- _Short problem A_
Using the passage on the band Gnod, answer these:
(i) What is the album's lead track?
(ii) Where and on what date was the first Gnod gig held?
(iii) Roughly how many people were usually onstage at the first few gigs?
- _Short problem B_
Carry on the passage about the band Gnod from its final sentence.

- _Document passage_
****************

Check out the album’s lead track “Bodies For Money” for a taste:
 

 
While the name Gnod might be new to many, the band have been plowing their own unique furrow in Manchester/Salford for a decade now, first coming together as an experimental jam collective, as founder member, guitarist and producer Chris Haslam explains:

“The first Gnod rehearsals were freeform jams that were recorded and listened back to, trying to come up with a set for our first gig at The Royal Oak in Chorlton on 21st March 2007. We decided in the end to just jam the gig out & invite anyone who wanted to join us onstage to jam along. The first few gigs carried on in this format, usually playing with around 10-16 people on stage. We recorded most of the shows and made CDRs of the recordings to sell at the next shows. Abstehen Der Ohren, Live: Birth, Lord Fears Dream, Bulletproof Awareness, Pixiedust & Gnod LP01 were all made during that first 6 or 7 months of Gnod.

****************

- _Recorded information_
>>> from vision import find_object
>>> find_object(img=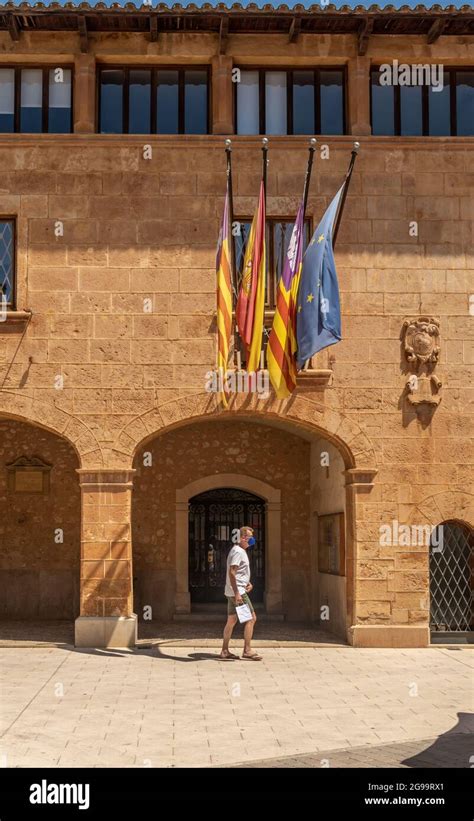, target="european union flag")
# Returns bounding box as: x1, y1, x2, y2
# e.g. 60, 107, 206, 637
296, 185, 344, 370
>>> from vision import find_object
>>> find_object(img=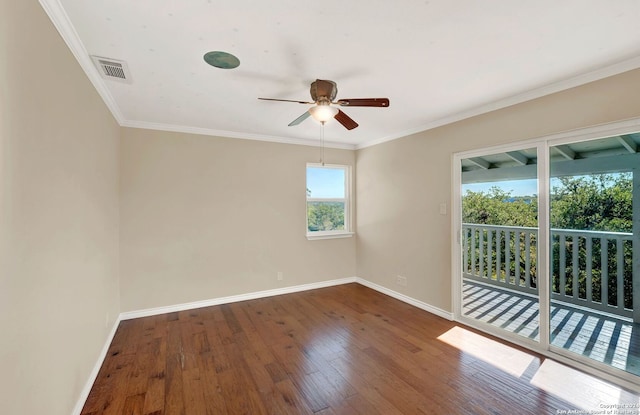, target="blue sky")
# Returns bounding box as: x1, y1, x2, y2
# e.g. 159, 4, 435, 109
307, 167, 344, 198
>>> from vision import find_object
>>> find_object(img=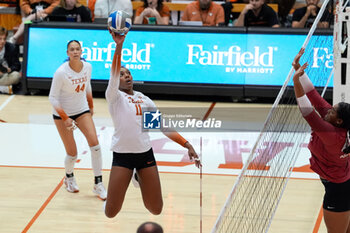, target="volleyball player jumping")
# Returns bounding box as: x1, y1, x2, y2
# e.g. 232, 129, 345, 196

****************

- _Task result A_
(i) "Bodies For Money"
(ii) At The Royal Oak in Chorlton, on 21st March 2007
(iii) Around 10-16 people

- _Task result B_
At the time we were influenced by 70s krautrock bands like Can, Faust, Neu, Amon Duul, etc and also the ‘New Weird America’ bands, especially Sunburned Hand of the Man who we took a lot of ideas from of how to be a functional jam band. We liked the way Sunburned worked, making music without fixed lineups, a kind of communal project between a group of friends & interested contributors, handmaking CDRs and selling them at gigs, jamming with repetition as a means to transcend into the other. We were also watching & reading a lot of esoteric stuff at the time like the Zeitgeist films, Money Masters, David Icke, etc. Our interests overlapped in lots of areas, they still do.

Gnod also gives you a chance to branch out and explore other areas in the sound. There aren’t many other bands where you could just wake up one day & decide you’re going to play a new instrument at rehearsal. As long at it fits in with the vibe it’s all good. We also like going back to live drums & guitars too, especially for tours.”

The band are about to embark on a mammoth two-month tour (their biggest yet) which unfortunately for our readers in America doesn’t get to the States, but which does take in many major European cities (check out this post the on the band’s website In Gnod We Trust for dates and locations.) A gorgeous, super-limited vinyl edition of Just Say No… is available to buy from Rocket Records (see image below) and you can hear and buy lots more of the band’s music (including the digital release of Just Say No… ) at the Gnod Bandcamp page.

And as for that album title? What was the inspiration? Chris Haslam sums it up:

“Frustration at the selfish stupidity of humanity.”

A-fucking-men.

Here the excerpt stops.